**MATERIAL PROVIDED**

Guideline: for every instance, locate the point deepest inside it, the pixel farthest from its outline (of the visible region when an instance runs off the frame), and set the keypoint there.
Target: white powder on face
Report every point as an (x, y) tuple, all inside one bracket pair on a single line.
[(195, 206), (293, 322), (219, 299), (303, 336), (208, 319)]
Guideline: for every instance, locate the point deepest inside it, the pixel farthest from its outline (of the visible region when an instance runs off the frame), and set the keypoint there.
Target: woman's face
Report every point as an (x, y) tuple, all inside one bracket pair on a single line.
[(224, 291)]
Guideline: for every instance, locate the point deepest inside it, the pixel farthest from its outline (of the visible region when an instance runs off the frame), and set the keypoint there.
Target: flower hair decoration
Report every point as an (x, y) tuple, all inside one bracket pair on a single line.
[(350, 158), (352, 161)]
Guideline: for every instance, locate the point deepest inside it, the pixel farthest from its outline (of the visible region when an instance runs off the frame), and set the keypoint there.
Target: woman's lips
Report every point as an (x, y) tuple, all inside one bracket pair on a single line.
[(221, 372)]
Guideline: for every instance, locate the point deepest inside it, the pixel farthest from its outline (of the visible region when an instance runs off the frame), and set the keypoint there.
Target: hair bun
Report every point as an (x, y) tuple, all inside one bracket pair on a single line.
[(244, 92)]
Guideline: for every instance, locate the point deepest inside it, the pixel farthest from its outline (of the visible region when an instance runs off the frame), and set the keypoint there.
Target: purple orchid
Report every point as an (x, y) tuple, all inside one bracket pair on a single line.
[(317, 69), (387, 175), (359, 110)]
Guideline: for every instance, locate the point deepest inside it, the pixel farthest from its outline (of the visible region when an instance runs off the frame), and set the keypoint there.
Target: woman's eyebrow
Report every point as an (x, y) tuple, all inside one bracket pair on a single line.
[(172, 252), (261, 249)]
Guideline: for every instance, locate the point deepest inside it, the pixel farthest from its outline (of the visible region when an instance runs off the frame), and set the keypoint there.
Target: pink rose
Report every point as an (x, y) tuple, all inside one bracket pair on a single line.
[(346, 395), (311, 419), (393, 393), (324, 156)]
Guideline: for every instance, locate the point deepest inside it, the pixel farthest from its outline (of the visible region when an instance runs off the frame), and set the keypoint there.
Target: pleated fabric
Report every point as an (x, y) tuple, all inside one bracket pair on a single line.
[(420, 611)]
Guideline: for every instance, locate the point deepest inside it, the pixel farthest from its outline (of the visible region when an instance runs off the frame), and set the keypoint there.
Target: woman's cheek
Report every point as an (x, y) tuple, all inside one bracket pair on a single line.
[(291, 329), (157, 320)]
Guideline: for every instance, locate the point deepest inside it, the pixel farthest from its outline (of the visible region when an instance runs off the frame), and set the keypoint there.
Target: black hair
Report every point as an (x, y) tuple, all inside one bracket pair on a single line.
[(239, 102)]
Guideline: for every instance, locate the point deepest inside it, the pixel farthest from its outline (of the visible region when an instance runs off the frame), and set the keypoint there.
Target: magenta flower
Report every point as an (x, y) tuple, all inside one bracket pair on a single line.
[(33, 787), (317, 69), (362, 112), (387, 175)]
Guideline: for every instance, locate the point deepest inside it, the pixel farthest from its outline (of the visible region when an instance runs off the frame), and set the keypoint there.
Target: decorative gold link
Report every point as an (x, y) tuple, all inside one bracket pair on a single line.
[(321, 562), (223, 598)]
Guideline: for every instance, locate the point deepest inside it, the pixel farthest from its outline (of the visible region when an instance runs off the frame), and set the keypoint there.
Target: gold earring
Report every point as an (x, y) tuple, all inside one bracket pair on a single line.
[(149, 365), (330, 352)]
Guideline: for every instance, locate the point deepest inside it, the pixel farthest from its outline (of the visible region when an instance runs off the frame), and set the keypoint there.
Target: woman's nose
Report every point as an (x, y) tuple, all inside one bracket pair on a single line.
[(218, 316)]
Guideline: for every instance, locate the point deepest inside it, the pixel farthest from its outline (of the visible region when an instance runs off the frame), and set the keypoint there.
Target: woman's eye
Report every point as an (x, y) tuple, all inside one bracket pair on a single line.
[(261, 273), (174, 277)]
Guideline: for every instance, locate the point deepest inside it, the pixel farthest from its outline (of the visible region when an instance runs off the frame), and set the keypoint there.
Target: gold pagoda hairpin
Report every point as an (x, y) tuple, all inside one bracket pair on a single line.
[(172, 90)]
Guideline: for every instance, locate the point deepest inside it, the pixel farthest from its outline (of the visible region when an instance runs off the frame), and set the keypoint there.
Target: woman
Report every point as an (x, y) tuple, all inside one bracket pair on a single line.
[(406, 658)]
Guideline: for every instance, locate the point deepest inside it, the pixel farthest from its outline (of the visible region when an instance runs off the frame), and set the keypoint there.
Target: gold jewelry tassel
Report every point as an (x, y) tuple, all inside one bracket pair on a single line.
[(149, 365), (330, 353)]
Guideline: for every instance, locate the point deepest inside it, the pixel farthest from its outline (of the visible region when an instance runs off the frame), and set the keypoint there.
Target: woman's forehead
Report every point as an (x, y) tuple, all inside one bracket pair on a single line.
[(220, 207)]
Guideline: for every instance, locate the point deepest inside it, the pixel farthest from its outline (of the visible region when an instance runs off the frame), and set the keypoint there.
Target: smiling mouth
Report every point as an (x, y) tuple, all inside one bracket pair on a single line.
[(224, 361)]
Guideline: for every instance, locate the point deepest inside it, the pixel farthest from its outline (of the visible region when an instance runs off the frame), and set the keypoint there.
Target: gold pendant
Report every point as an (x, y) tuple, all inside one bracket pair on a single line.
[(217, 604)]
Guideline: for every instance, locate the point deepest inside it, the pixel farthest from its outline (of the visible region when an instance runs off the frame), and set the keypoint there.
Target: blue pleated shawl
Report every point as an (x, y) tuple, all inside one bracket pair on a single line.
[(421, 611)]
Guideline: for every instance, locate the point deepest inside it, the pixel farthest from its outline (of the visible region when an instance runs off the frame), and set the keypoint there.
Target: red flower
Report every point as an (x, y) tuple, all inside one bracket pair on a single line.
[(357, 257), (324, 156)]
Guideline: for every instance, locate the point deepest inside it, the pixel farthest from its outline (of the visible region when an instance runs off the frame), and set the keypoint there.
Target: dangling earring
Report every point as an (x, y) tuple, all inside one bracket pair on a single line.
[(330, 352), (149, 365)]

**EXERCISE**
Every record should be retyped so that it matches the original exactly.

**COMPLETED EXERCISE**
Guideline: for every instance, locate the point deepest inside it, the pixel farthest from its outline (of the visible region when an instance runs off the frame), and set the keypoint there.
Target: white powder on face
Report every point as an (x, y) tuple, all inside one bracket pair on a single line.
[(195, 206), (293, 322), (219, 299), (303, 336), (208, 319)]
Guideline: for every instance, locate the point deepest inside it, the pixel farthest from its outline (of the visible region when an instance runs off the frame), and set the keypoint there.
Target: woman's face
Report every point as an (x, y) tuple, all inside one bracket pair on a single line.
[(224, 291)]
Guideline: for every instance, locate the point deepest inside it, the pixel farthest from its outline (of the visible region when an instance runs off the frame), and set the keypoint there.
Target: flower hair decoration
Report every point as an (x, y) tuple, all inside one bracket pair on a single line.
[(350, 158), (352, 161)]
Guideline: for every instance, locate the point deepest inside it, the pixel farthest from its outline (of the visible region when an instance runs off the frame), and set the keypoint there.
Target: woman's lips
Report every point as an (x, y) tuple, all inside one bracket pair on a single line.
[(221, 372)]
Guideline: for every instance, locate the point deepest inside it, the pixel farthest from its outline (of the visible region when an instance runs off the frame), and set the keypoint there.
Target: hair bun
Report every point as an (x, y) tuple, all inside one bracket pair on a single line.
[(244, 92)]
Guideline: for every instance, locate the point deepest inside it, the pixel farthest from its outline (of the visible region when an instance runs off the frame), and set the keypoint there.
Target: purple orchid
Report every point as an (x, y) tuple, all inside one bracket pair on a single line.
[(317, 69), (387, 175), (359, 110)]
Guideline: for every instance, locate the point deepest inside it, the pixel farthest from its outline (of the visible region when an instance runs off the frame), and set the keypoint there.
Target: woman's eyebrow
Report every point as an (x, y) tuple, all inside one bracket pair on a single line.
[(172, 252), (261, 249)]
Guideline: for every instance, locate the point deepest inside it, the pixel farthest from its outline (of the visible region when an instance runs off the frame), and set the keypoint there.
Target: pink rose
Report every point as an (x, y) tuple, all inside one bracket pair on a single line.
[(346, 395), (311, 419), (393, 393), (324, 156)]
Guideline: for every instance, locate the point deepest inside it, the pixel farthest from its outline (of the visible region when an instance runs off the frame), and set the keypoint there.
Target: pleated fabric
Report every point as an (x, y) tuple, all inside one bracket pair on a single line.
[(420, 611)]
Guideline: for every instance, locate the point deepest inside it, the pixel farthest from its outline (of the visible region when an instance runs off the frame), and set the keypoint there.
Target: woman's cheek
Report every point as an (x, y) tuple, all inside one bracket pair on a single line.
[(291, 329), (157, 320)]
Guideline: for every instance, locate the point deepest inside it, the pixel farthest from its outline (of the visible region when an instance runs off the frame), and set the keypoint there.
Target: black hair
Report every point as an (x, y) tuple, all inside one bracket pair on a single line.
[(239, 102)]
Guideline: for every instance, locate the point deepest inside it, the pixel farthest from its outline (of the visible region when an instance runs off the frame), and set the keypoint there.
Target: magenta flower
Report every point as an (x, y) tuple, all inside one bracket pair on a single line.
[(33, 787), (317, 69), (362, 112), (387, 175)]
Guideline: for every instance, locate the point deepest inside it, the pixel farthest from its outline (of the visible region when an instance runs off the frame), and set the keypoint there.
Target: decorative gold link
Report every point as an (x, y) tuple, all inside one bracket pair on a single line.
[(321, 562), (223, 598)]
Guideline: for every instance, locate the point deepest inside it, the pixel farthest from its outline (of the visible region when an instance runs off the frame), and set the keypoint there.
Target: gold earring
Report every point as an (x, y) tuple, all inside one bracket pair on a single line.
[(149, 365), (330, 352)]
Guideline: for every instance, locate the point deepest inside it, the pixel farthest from its outline (of the visible region when an instance runs off the frame), and set the keypoint there.
Target: woman's nose
Report every point as an (x, y) tuple, all inside one bracket pair on a single line.
[(218, 316)]
Guideline: for every instance, locate the point deepest inside it, the pixel farthest from its outline (of the visible region when an instance runs off the frame), and set the keypoint there.
Target: woman's eye
Report every point as an (x, y) tuple, all inside one bracket pair on a single line.
[(261, 273), (174, 277)]
Guideline: for every instance, locate the point deepest inside it, the pixel farthest from its outline (of the visible region when an instance runs off the frame), and set the keypoint there.
Target: gold pagoda hairpin
Report every point as an (x, y) tuple, all inside one bracket pair on a single line.
[(172, 90)]
Guideline: for every instance, locate the point deepest inside it, the pixel farthest from its outline (of the visible region when an instance runs off the frame), and set the keypoint there.
Target: woman
Report every point as an (x, y) tuple, all inside one bracket pair on a single line.
[(406, 658)]
Guideline: for every instance, locate the point deepest inside it, the pixel farthest from its outline (of the visible region when an instance runs off the frame), and set the keypoint there.
Target: gold jewelry tassel
Report every point as an (x, y) tuple, all inside one bracket pair on a single line.
[(149, 365), (330, 353)]
Guideline: for every instance, locate the point deepest inside it, the pixel farthest from its outline (of the visible region when an instance runs off the frame), and set the keypoint there.
Target: woman's forehead
Report every point as an (x, y) tuple, all inside one bracket pair on a single line.
[(220, 207)]
Guideline: for every instance, locate the point deepest inside it, the pixel farthest from its outline (of the visible region when an instance runs off the frame), and set the keypoint there.
Target: smiling mouth
Report every point as an (x, y) tuple, all inside one bracket pair on a single line.
[(224, 361)]
Guideline: for every instance, locate the point deepest inside it, the pixel farthest from its outline (of the visible region when an instance runs off the frame), and set the keypoint there.
Target: gold pendant
Report every point as an (x, y) tuple, all inside one bracket pair on a single line.
[(217, 604)]
Guideline: for every instance, locate the point deepest inside it, the pixel farthest from its outline (of the visible region when an instance runs off the frame), and set the keypoint there.
Target: blue pleated shawl
Report every point as an (x, y) tuple, all inside one bracket pair on a single line.
[(421, 611)]
Guideline: for every instance, locate the point deepest inside it, the pixel farthest from its outline (of the visible region when an instance runs off the frame), and set the keypoint there.
Target: red flower
Report every point as an (x, y) tuple, all inside one bracket pair on a single line.
[(357, 257), (324, 156)]
Guideline: for every instance, locate the point deepest inside it, the pixel farthest from its outline (of the visible region when an instance runs off the frame), and set the keypoint there.
Target: dangling earring
Report every point as an (x, y) tuple, all inside one bracket pair on a single line.
[(330, 352), (149, 365)]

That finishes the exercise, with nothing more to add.